## Given task
Write out the entries below as a numbered list with blank lines omitted. Leave the pictures out of your answer.

Point annotation records:
****************

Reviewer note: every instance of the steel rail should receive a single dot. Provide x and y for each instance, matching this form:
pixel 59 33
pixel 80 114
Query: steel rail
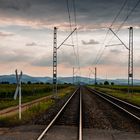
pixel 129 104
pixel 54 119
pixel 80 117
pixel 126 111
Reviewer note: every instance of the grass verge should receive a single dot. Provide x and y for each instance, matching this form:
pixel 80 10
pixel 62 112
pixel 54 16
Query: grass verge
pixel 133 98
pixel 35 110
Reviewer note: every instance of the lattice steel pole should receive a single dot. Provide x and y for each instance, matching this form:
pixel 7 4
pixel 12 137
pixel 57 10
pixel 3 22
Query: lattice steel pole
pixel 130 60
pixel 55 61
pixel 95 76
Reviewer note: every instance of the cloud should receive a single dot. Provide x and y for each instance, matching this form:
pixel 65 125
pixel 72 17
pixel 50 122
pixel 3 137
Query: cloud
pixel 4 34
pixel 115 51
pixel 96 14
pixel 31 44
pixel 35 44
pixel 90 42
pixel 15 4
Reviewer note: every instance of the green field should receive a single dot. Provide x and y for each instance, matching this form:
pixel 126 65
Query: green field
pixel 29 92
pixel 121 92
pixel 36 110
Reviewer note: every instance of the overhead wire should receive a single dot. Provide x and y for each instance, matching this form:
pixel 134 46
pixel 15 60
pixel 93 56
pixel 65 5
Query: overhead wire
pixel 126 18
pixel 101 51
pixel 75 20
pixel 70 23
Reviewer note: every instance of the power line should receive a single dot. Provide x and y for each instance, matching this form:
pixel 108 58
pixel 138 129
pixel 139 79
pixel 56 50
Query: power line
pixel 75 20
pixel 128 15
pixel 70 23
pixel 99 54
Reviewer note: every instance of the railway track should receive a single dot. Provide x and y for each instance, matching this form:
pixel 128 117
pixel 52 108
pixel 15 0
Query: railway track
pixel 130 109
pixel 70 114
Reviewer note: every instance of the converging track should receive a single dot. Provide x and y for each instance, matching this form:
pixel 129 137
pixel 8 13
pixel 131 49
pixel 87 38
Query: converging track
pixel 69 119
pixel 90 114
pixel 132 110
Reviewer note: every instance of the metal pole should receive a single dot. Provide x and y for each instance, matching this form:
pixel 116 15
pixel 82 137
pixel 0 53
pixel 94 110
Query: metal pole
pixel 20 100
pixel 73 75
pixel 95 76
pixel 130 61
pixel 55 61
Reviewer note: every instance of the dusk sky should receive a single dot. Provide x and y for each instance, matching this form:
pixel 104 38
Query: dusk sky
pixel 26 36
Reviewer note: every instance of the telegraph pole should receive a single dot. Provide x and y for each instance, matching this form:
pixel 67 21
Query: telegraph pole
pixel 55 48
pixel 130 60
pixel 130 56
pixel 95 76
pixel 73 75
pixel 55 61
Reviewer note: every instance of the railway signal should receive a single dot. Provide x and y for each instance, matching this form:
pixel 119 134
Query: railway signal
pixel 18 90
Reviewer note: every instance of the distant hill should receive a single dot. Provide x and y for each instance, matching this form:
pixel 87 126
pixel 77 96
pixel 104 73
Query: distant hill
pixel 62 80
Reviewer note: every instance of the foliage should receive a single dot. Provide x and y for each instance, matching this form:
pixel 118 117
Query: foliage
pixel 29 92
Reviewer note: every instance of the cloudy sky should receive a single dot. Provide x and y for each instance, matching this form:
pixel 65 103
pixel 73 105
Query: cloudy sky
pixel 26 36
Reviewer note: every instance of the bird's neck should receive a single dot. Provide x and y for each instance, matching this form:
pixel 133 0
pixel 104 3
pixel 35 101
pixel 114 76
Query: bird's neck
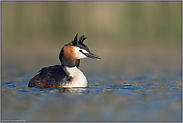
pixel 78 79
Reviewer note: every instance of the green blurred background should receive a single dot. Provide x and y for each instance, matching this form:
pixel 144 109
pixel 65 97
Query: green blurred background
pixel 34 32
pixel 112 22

****************

## Final result
1. Reviewer note: every instance of the steel rail should receive a single dot. Provide x and y for each instance, matching this form:
2. pixel 59 33
3. pixel 80 114
4. Query: steel rail
5. pixel 129 104
6. pixel 54 119
7. pixel 80 117
8. pixel 126 111
9. Reviewer note: every instance of the grass verge should receive a single dot. Provide x and y for each instance, matching this form:
10. pixel 80 10
11. pixel 62 112
12. pixel 54 16
13. Query: grass verge
14. pixel 133 98
15. pixel 35 110
16. Reviewer note: every instance of the lattice steel pole should receive a single dot. Provide x and y for each instance, matching this form:
17. pixel 7 4
18. pixel 12 137
19. pixel 57 10
20. pixel 3 22
21. Query: lattice steel pole
22. pixel 130 60
23. pixel 55 61
24. pixel 95 76
25. Reviewer note: every instance of the cloud should receive a single dot. Provide x and y for each instance, matching this form:
26. pixel 65 125
27. pixel 72 17
28. pixel 50 122
29. pixel 3 137
30. Query: cloud
31. pixel 4 34
32. pixel 115 51
33. pixel 96 14
34. pixel 31 44
35. pixel 35 44
36. pixel 90 42
37. pixel 15 4
38. Reviewer note: every instance of the green field should receive a single dot. Provide x and y for each instance, matching this form:
39. pixel 126 65
40. Query: green field
41. pixel 29 92
42. pixel 121 92
43. pixel 36 110
44. Reviewer note: every instance of the overhead wire should receive a single dot. Provide x and y for each instance, matching this form:
45. pixel 134 46
46. pixel 15 60
47. pixel 93 56
48. pixel 65 5
49. Query: overhead wire
50. pixel 126 18
51. pixel 101 51
52. pixel 75 20
53. pixel 70 23
54. Reviewer note: every instance of the power line should receive a single dot. Provide x and y for each instance, matching this form:
55. pixel 108 58
56. pixel 138 129
57. pixel 139 79
58. pixel 56 50
59. Query: power line
60. pixel 75 20
61. pixel 128 15
62. pixel 70 23
63. pixel 99 54
64. Reviewer note: every instance of the railway track should receive a single dot. Provide x and y for each instance, matching this form:
65. pixel 128 117
66. pixel 52 108
67. pixel 15 0
68. Query: railway track
69. pixel 130 109
70. pixel 70 114
71. Reviewer note: every instance of the converging track should receive a single dot. Provide x and y for each instance, matching this form:
72. pixel 129 137
73. pixel 8 13
74. pixel 131 49
75. pixel 87 38
76. Query: converging track
77. pixel 69 119
78. pixel 90 114
79. pixel 132 110
80. Reviewer note: every instance of the metal pole should receive a single dot. Provide x and y for each instance, matching this form:
81. pixel 116 15
82. pixel 82 137
83. pixel 0 53
84. pixel 94 110
85. Query: metal pole
86. pixel 20 100
87. pixel 73 75
88. pixel 95 76
89. pixel 130 61
90. pixel 55 61
91. Reviewer note: every instance of the dusk sky should receive a single dot. Provide x and y for each instance, matching this form:
92. pixel 104 38
93. Query: dusk sky
94. pixel 26 36
95. Reviewer note: every instance of the telegraph pole should receive a single dot. Provide x and y for each instance, matching this form:
96. pixel 67 21
97. Query: telegraph pole
98. pixel 55 48
99. pixel 130 60
100. pixel 130 56
101. pixel 95 76
102. pixel 73 75
103. pixel 55 61
104. Reviewer note: every instance of the railway signal should receive a single dot. Provide x and y for each instance, matching this form:
105. pixel 119 134
106. Query: railway signal
107. pixel 18 90
108. Reviewer note: every instance of the distant hill should receive a single dot. Provide x and y for each instance, matching this form:
109. pixel 87 126
110. pixel 77 96
111. pixel 104 73
112. Query: distant hill
113. pixel 62 80
114. Reviewer note: every instance of the foliage should receive a single dot. Provide x and y for each instance, matching this form:
115. pixel 118 117
116. Query: foliage
117. pixel 29 92
118. Reviewer note: every instance of the cloudy sky should receive a single dot. Provide x and y for each instance, matching this form:
119. pixel 65 103
120. pixel 73 105
121. Query: cloudy sky
122. pixel 26 36
123. Reviewer note: every instance of the bird's neck should receive a single dot. Provide x and y for each instance, matching this form:
124. pixel 133 0
125. pixel 104 3
126. pixel 35 101
127. pixel 114 76
128. Query: bird's neck
129. pixel 78 79
130. Reviewer note: every instance of the green blurred background should receive a single dot. Provide x and y for each instance, matching this form:
131. pixel 144 109
132. pixel 65 97
133. Query: green blurred background
134. pixel 34 32
135. pixel 112 22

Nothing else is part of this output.